Find each line in the records below that contains the string "roof", and copy those lines out in full. Letter case must match.

Saved data entries:
>> Start
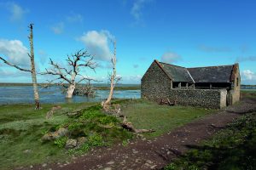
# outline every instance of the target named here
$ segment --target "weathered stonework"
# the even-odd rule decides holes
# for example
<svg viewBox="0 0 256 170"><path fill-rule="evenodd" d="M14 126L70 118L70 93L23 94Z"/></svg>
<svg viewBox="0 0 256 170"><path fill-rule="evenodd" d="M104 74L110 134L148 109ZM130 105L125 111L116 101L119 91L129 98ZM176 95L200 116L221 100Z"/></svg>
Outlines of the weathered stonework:
<svg viewBox="0 0 256 170"><path fill-rule="evenodd" d="M178 72L178 70L177 71L174 69L172 70L170 73L170 70L168 70L169 72L166 71L166 64L161 65L157 60L154 60L151 64L150 67L142 78L142 98L156 102L160 102L162 100L166 101L168 99L171 102L181 105L192 105L214 109L224 108L227 105L233 105L240 100L240 74L238 64L233 65L230 82L229 82L230 78L228 75L226 76L228 82L224 82L223 81L222 82L227 84L227 87L219 85L221 87L219 89L195 89L194 80L194 84L192 84L194 86L189 88L188 83L191 84L190 82L185 82L181 79L179 80L180 82L178 82L177 79L177 75L179 74L178 76L181 77L180 75L183 75L183 72ZM167 68L170 69L168 66L169 65L167 65ZM228 66L230 68L230 65ZM176 77L173 76L173 74L176 75ZM203 76L204 74L201 74L201 76ZM176 82L174 82L174 84L176 83L175 88L177 88L172 87L172 81L175 80ZM208 82L208 85L210 84L209 88L212 88L212 82ZM177 87L177 83L179 84L178 87ZM184 87L183 85L182 88L180 86L181 83L186 83L186 86ZM217 83L215 83L215 88L216 84Z"/></svg>
<svg viewBox="0 0 256 170"><path fill-rule="evenodd" d="M226 106L224 89L171 89L169 99L181 105L219 109Z"/></svg>
<svg viewBox="0 0 256 170"><path fill-rule="evenodd" d="M153 62L147 74L142 78L142 98L159 100L168 96L172 81L155 62Z"/></svg>

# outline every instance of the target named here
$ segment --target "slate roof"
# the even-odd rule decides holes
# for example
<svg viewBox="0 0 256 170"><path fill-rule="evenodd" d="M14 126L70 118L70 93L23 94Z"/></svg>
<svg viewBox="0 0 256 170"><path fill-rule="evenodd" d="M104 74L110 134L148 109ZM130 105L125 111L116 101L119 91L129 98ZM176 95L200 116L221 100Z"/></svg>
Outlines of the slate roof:
<svg viewBox="0 0 256 170"><path fill-rule="evenodd" d="M230 82L234 68L234 65L185 68L156 62L173 82Z"/></svg>
<svg viewBox="0 0 256 170"><path fill-rule="evenodd" d="M159 63L173 82L193 82L193 80L185 67L177 66L162 62Z"/></svg>
<svg viewBox="0 0 256 170"><path fill-rule="evenodd" d="M233 65L188 68L195 82L230 82Z"/></svg>

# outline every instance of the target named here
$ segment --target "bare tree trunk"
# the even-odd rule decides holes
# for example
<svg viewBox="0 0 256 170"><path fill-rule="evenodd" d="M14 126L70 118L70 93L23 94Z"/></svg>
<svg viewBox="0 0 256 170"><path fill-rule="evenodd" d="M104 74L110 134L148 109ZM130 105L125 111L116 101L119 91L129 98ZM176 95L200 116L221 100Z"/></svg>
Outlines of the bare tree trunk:
<svg viewBox="0 0 256 170"><path fill-rule="evenodd" d="M110 91L108 94L108 98L107 100L104 102L102 101L102 105L103 109L107 109L108 105L111 104L111 99L113 97L113 88L115 85L115 78L116 78L116 42L113 42L113 57L112 59L112 65L113 65L113 72L111 74L111 78L110 78Z"/></svg>
<svg viewBox="0 0 256 170"><path fill-rule="evenodd" d="M70 84L67 91L66 98L71 99L73 97L74 89L75 89L75 84Z"/></svg>
<svg viewBox="0 0 256 170"><path fill-rule="evenodd" d="M31 72L32 72L32 79L33 83L33 89L34 89L34 99L37 110L40 109L40 103L39 103L39 94L38 91L38 83L37 83L37 75L36 75L36 69L35 69L35 61L34 61L34 48L33 48L33 26L32 24L30 24L30 36L28 37L30 42L30 58L31 58Z"/></svg>

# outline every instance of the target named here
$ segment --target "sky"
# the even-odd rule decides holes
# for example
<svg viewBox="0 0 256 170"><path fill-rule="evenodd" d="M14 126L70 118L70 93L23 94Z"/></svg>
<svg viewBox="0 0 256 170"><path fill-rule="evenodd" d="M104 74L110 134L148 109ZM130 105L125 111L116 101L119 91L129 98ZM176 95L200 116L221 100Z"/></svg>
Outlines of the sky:
<svg viewBox="0 0 256 170"><path fill-rule="evenodd" d="M242 84L256 84L256 1L0 1L0 56L29 68L33 23L38 72L51 58L87 50L98 64L82 74L108 82L116 40L121 83L140 83L154 60L184 67L239 63ZM55 77L38 76L44 82ZM0 82L31 82L31 75L0 61Z"/></svg>

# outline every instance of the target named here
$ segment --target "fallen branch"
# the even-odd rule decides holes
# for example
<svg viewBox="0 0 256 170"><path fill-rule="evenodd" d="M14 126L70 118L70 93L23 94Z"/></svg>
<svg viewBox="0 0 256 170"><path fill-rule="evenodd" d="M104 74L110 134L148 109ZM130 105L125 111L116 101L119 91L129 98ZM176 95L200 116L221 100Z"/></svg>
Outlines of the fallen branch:
<svg viewBox="0 0 256 170"><path fill-rule="evenodd" d="M122 128L125 128L131 132L133 132L135 133L153 133L155 132L153 129L137 129L133 127L131 122L126 122L126 117L125 116L124 121L122 122Z"/></svg>
<svg viewBox="0 0 256 170"><path fill-rule="evenodd" d="M53 106L53 107L51 108L51 110L46 113L45 118L46 118L46 119L49 119L50 117L52 117L54 112L55 112L55 110L59 110L59 109L61 109L61 105L55 105L55 106Z"/></svg>

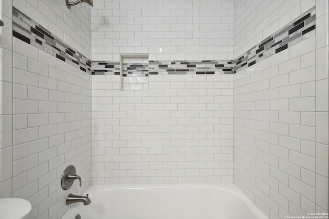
>> End
Answer for this exercise:
$ segment --target "slate roof"
Outlines of the slate roof:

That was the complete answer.